Task brief ->
Reproduce the entries below with each "even-odd" swapped for "nonzero", leaving everything else unchanged.

Material shown ->
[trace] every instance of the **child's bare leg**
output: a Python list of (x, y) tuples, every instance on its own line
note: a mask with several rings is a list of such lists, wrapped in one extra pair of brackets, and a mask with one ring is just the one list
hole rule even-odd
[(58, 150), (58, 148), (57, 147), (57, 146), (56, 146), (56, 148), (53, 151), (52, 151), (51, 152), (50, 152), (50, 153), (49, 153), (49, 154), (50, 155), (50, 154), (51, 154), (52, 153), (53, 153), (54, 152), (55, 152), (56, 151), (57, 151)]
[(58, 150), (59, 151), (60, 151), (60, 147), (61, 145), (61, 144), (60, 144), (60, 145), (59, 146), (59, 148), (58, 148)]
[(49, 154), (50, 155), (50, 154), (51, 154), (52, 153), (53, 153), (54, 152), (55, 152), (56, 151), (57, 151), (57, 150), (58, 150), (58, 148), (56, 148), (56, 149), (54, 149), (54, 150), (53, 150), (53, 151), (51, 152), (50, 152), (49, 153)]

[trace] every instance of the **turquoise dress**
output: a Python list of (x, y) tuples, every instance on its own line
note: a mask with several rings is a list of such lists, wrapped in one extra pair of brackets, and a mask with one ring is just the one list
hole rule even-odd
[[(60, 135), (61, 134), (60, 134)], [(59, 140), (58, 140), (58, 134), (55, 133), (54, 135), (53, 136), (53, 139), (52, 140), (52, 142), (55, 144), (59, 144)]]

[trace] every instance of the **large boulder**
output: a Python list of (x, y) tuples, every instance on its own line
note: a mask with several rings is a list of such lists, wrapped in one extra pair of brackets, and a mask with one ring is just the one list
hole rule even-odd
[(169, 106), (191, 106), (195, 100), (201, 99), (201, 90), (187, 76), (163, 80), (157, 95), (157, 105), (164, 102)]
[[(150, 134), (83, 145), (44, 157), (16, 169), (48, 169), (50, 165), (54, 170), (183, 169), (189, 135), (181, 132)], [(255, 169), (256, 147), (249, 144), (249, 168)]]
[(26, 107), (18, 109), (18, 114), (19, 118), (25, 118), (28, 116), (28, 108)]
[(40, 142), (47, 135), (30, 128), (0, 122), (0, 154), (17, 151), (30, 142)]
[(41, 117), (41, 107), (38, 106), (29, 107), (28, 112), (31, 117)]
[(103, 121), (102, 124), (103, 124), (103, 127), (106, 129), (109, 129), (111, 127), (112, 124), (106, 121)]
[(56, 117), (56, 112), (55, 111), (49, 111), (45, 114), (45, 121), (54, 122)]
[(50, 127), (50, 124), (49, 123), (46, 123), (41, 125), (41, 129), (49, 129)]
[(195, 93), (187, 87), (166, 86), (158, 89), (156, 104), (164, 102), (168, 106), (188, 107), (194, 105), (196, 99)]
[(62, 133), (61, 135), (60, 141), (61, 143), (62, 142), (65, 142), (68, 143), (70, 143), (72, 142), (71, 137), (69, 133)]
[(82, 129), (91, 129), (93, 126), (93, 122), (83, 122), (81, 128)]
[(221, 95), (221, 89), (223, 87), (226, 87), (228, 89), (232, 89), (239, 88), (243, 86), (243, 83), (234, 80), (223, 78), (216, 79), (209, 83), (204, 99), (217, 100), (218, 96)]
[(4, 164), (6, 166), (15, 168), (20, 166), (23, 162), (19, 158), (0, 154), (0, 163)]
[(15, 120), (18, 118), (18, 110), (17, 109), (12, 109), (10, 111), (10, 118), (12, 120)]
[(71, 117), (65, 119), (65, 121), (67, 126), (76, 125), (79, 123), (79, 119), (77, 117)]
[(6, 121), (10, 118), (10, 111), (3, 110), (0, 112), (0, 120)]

Task solution ->
[trace] every instance of the **child's bare leg**
output: a Python list of (x, y) tuples, every instance on its own line
note: a mask with several rings is a list of such lists, wrapped in one extra pair of brackets, and a mask with one ring is just the one list
hole rule nonzero
[(58, 150), (58, 148), (57, 147), (57, 146), (56, 146), (56, 148), (53, 151), (52, 151), (51, 152), (50, 152), (50, 153), (49, 153), (49, 154), (50, 155), (50, 154), (51, 154), (52, 153), (53, 153), (54, 152), (55, 152), (56, 151), (57, 151)]
[(58, 150), (59, 151), (60, 151), (60, 147), (61, 145), (61, 144), (60, 144), (60, 145), (59, 146), (59, 148), (58, 148)]
[(49, 154), (50, 155), (50, 154), (51, 154), (52, 153), (53, 153), (54, 152), (55, 152), (56, 151), (57, 151), (57, 150), (58, 150), (58, 148), (56, 148), (56, 149), (54, 149), (54, 150), (53, 150), (53, 151), (51, 152), (50, 152), (49, 153)]

[trace] every instance of the **turquoise dress**
output: a Python list of (x, y) tuples, every instance on its own line
note: a mask with several rings is a list of such lists, wrapped in one extra pair of brackets, and a mask with one ring is just the one list
hole rule nonzero
[[(60, 135), (61, 134), (60, 134)], [(59, 140), (58, 140), (58, 134), (55, 133), (54, 135), (53, 136), (53, 139), (52, 140), (52, 142), (55, 144), (59, 144)]]

[trace] every instance of the **large boulder**
output: a Python list of (x, y) tuples, every instance on its own line
note: a mask with several rings is a list of such lists, wrapped in one extra pair of brackets, and a mask with one ring is just the one list
hole rule nonzero
[(169, 106), (191, 106), (195, 100), (201, 99), (201, 90), (187, 76), (163, 80), (157, 95), (157, 105), (164, 102)]
[[(150, 134), (83, 145), (44, 157), (16, 169), (48, 169), (50, 165), (54, 170), (183, 169), (189, 135), (181, 132)], [(255, 169), (256, 147), (249, 144), (249, 168)]]
[(26, 107), (18, 109), (18, 114), (19, 118), (25, 118), (28, 116), (28, 108)]
[(40, 142), (47, 135), (30, 128), (0, 122), (0, 154), (17, 151), (30, 142)]
[(41, 117), (41, 107), (38, 106), (29, 107), (28, 112), (31, 117)]
[(103, 121), (102, 124), (103, 124), (103, 127), (106, 129), (109, 129), (111, 127), (112, 124), (106, 121)]
[(56, 117), (56, 112), (55, 111), (49, 111), (45, 114), (45, 121), (54, 122)]
[(50, 127), (50, 124), (49, 123), (46, 123), (41, 125), (41, 129), (49, 129)]
[(195, 93), (187, 87), (166, 86), (158, 89), (156, 104), (164, 102), (168, 106), (188, 107), (194, 105), (196, 99)]
[(62, 133), (61, 135), (60, 141), (61, 143), (62, 142), (65, 142), (68, 143), (70, 143), (72, 142), (71, 137), (69, 133)]
[(82, 129), (91, 129), (93, 126), (93, 122), (83, 122), (81, 128)]
[(221, 95), (221, 89), (223, 87), (226, 87), (228, 89), (232, 89), (239, 88), (243, 86), (243, 83), (234, 80), (223, 78), (216, 79), (209, 83), (204, 99), (217, 100), (218, 96)]
[(4, 164), (6, 166), (15, 168), (20, 166), (23, 162), (19, 158), (0, 154), (0, 163)]
[(15, 120), (18, 118), (18, 110), (17, 109), (12, 109), (10, 111), (10, 118), (12, 120)]
[(71, 117), (65, 119), (65, 121), (67, 126), (76, 125), (79, 123), (79, 119), (77, 117)]
[(6, 121), (10, 118), (10, 111), (3, 110), (0, 112), (0, 120)]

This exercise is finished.